# Directive 1
Answer these questions about the post on the Longford almshouses, one per line:
(a) How many cottages make up the row?
(b) In which decade were the cottages abandoned?
(c) Which register did the poster use to locate them?

# Longford Almshouses, Derbyshire, March 2016



## HughieD (Mar 9, 2016)

This was a really enjoyable one. Don't think it has ever been done before and can't find _any_ pictures of this beautifully decaying row of alms-houses anywhere on the web. Found them using the massively useful "Buildings at Risk" register. I knew they were there and what they _used_ to look like in their heyday (see below):


Longford_Almshouses by HughieDW, on Flickr

But what we were faced with when we rocked up to them after parking in the delightful Derbyshire village of Longford and headed north on a footpath in the general direction of the delightful Longford Hall. After a short walk along a very boggy footpath the alms houses presented themselves in a small coppice to the right of the footpath, hemmed in by a gushing stream to the east. Here's the history bit:

The row of six alms-house cottages were built in the early C19 for the Cokes of Longford Hall, a 16th-century country house at Longford in the Dales district of Derbyshire. Situated in the grounds of Hall, they fell into disrepair and were abandoned in the 1960s, but the liability for them stayed with the Longford Estate. When it was sold to remove the liability, a payment was made to the Sir Robert Coke's Almshouses charity, thus maintaining a tradition of providing affordable housing that dates back to its creation by the Coke family in 1688.

# Extracted information
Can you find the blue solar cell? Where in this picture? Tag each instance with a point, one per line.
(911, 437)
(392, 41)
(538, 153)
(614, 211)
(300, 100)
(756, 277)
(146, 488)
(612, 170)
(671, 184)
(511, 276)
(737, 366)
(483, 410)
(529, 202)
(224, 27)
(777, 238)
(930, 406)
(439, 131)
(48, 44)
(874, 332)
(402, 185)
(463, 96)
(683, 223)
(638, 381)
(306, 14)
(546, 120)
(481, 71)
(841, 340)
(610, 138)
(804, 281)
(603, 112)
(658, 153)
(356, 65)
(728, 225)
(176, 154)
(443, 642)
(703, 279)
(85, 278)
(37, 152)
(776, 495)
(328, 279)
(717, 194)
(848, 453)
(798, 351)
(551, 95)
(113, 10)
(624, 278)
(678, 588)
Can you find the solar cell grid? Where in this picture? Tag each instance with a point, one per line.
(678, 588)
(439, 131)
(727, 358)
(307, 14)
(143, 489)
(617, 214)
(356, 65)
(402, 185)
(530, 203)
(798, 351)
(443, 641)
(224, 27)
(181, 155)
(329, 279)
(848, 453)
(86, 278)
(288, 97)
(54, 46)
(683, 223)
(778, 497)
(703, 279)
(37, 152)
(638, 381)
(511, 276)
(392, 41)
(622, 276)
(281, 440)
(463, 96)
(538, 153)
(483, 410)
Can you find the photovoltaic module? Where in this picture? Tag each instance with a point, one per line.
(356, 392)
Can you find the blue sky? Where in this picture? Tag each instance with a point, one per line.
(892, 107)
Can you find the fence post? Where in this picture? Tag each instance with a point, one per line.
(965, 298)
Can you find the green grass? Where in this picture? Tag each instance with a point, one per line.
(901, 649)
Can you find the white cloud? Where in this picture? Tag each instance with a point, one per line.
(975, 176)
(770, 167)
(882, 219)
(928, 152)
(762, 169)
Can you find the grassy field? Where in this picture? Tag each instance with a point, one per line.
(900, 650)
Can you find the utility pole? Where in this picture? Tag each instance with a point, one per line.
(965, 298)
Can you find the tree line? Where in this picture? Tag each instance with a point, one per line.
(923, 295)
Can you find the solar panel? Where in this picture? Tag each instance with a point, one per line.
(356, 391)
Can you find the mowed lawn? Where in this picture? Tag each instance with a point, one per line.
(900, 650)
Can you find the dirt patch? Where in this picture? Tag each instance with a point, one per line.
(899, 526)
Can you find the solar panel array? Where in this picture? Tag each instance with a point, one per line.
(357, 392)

--

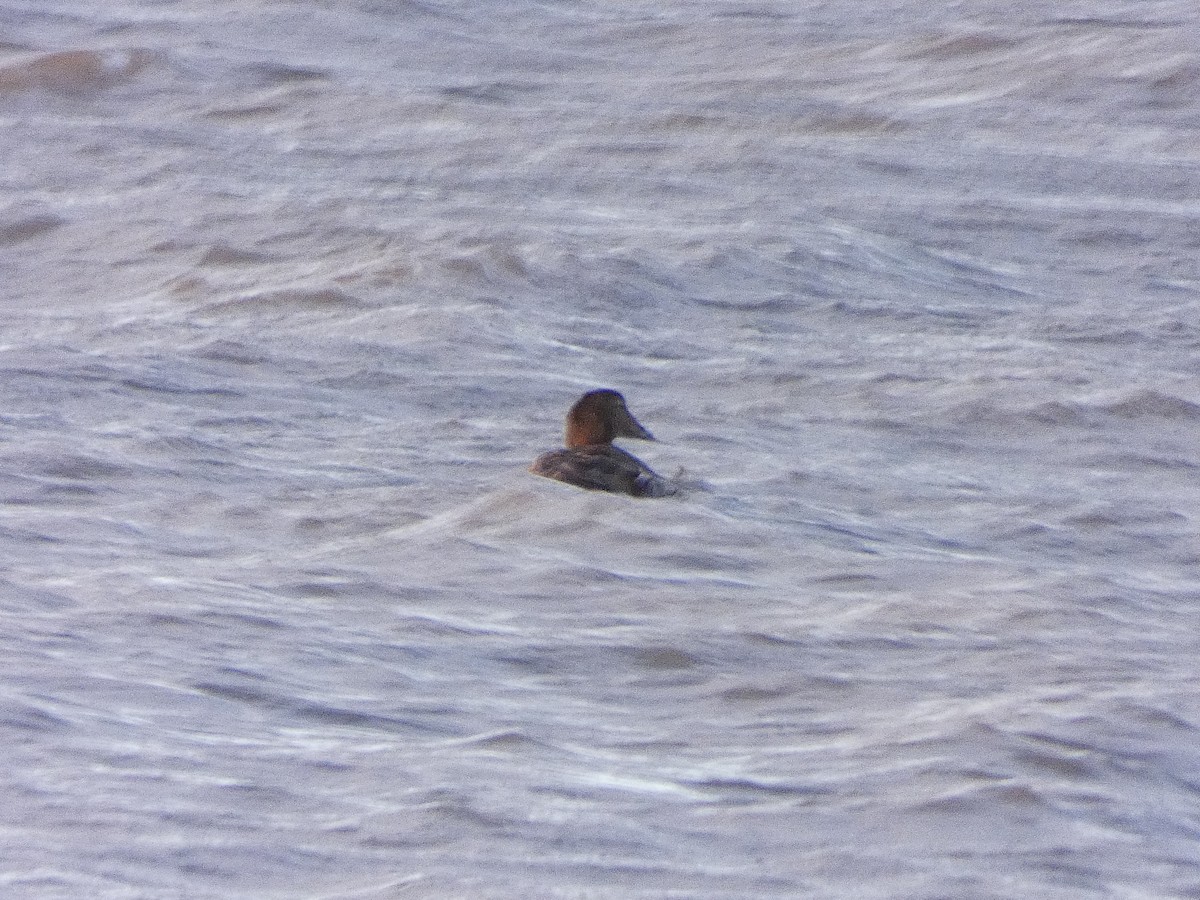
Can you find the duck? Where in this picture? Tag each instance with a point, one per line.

# Directive 2
State how many lines of the listing contain the word "blue". Give only the number.

# Response 1
(a) Six
(b) The 1960s
(c) The "Buildings at Risk" register

# Response 2
2